STATED EXERCISE
Render the following data as a numbered list, omitting any blank lines.
----------------
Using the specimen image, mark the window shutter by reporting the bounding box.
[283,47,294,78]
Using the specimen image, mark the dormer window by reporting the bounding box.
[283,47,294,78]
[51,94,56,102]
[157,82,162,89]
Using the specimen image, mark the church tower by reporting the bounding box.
----------------
TASK SOLUTION
1. Using the specimen image, mark the window shutter by reporting the bounding box.
2. [283,47,294,78]
3. Using the specimen image, mark the dormer window by reporting the bounding box.
4. [283,47,294,78]
5. [51,94,56,102]
6. [157,82,162,89]
7. Using the specimen image, mark the church tower by reporting the bounding box.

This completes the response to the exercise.